Exercise details:
Across all the records below, how many lines contain "headlight"? Respond with only the number.

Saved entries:

#####

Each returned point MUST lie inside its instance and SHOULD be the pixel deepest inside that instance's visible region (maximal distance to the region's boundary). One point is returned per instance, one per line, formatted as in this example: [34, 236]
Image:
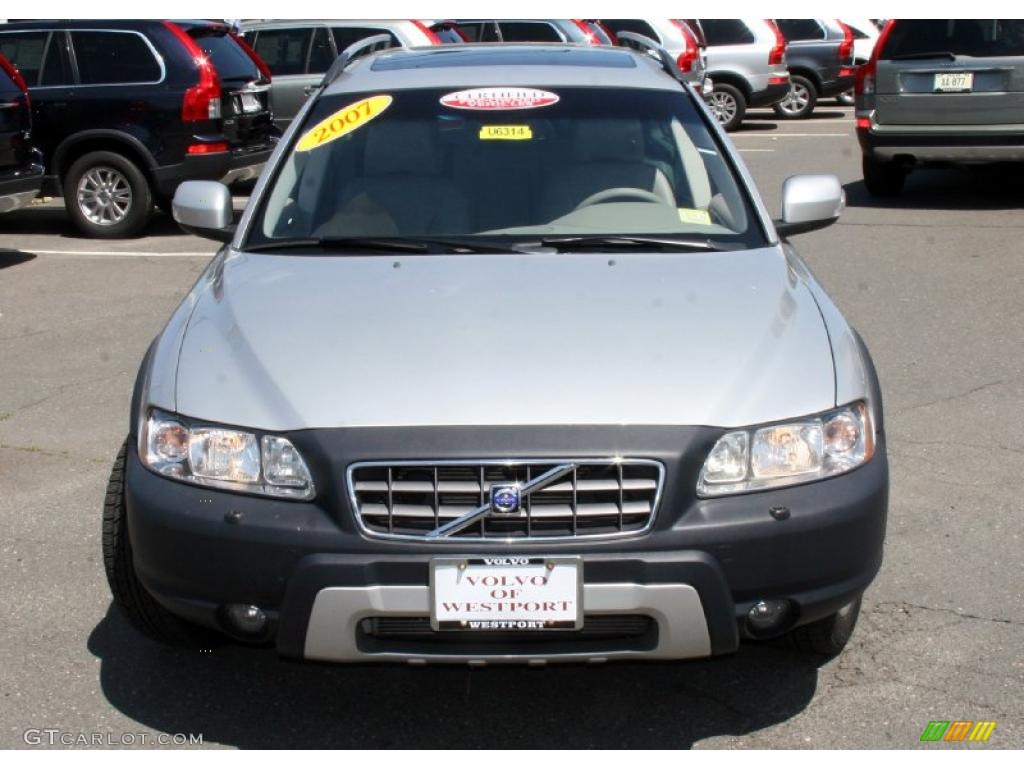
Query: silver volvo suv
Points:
[505, 360]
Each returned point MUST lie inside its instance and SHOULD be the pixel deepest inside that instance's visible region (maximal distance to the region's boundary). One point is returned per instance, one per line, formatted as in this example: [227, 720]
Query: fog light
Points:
[768, 614]
[246, 619]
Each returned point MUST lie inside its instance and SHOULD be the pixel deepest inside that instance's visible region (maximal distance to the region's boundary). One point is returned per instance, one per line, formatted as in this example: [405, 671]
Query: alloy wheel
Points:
[104, 197]
[723, 107]
[796, 100]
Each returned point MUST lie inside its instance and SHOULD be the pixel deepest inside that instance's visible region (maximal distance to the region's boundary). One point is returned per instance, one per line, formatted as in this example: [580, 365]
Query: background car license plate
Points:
[506, 593]
[250, 103]
[954, 81]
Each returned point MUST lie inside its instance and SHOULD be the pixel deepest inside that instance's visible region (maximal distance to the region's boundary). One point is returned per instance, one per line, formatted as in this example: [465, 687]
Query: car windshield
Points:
[507, 165]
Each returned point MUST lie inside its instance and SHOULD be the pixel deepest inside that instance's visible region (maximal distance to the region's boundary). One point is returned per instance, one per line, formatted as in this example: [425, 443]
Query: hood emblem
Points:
[506, 498]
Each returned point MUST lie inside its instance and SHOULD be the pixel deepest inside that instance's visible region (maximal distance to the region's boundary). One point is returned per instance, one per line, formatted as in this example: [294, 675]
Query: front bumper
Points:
[696, 573]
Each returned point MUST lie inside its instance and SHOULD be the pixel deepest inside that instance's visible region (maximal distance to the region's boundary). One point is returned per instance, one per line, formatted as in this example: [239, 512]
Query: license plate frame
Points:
[953, 82]
[564, 584]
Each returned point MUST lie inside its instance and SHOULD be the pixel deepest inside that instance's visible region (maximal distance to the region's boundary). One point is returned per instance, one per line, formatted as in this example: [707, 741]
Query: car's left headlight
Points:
[788, 454]
[221, 457]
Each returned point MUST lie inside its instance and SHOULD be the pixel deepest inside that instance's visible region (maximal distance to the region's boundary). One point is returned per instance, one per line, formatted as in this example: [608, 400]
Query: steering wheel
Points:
[629, 193]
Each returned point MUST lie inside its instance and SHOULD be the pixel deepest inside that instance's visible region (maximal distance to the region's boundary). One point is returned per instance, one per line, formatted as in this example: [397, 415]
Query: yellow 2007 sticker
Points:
[506, 132]
[694, 216]
[344, 121]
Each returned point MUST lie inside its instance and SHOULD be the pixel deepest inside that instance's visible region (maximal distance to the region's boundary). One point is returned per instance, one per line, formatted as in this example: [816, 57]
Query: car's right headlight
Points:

#####

Finished task:
2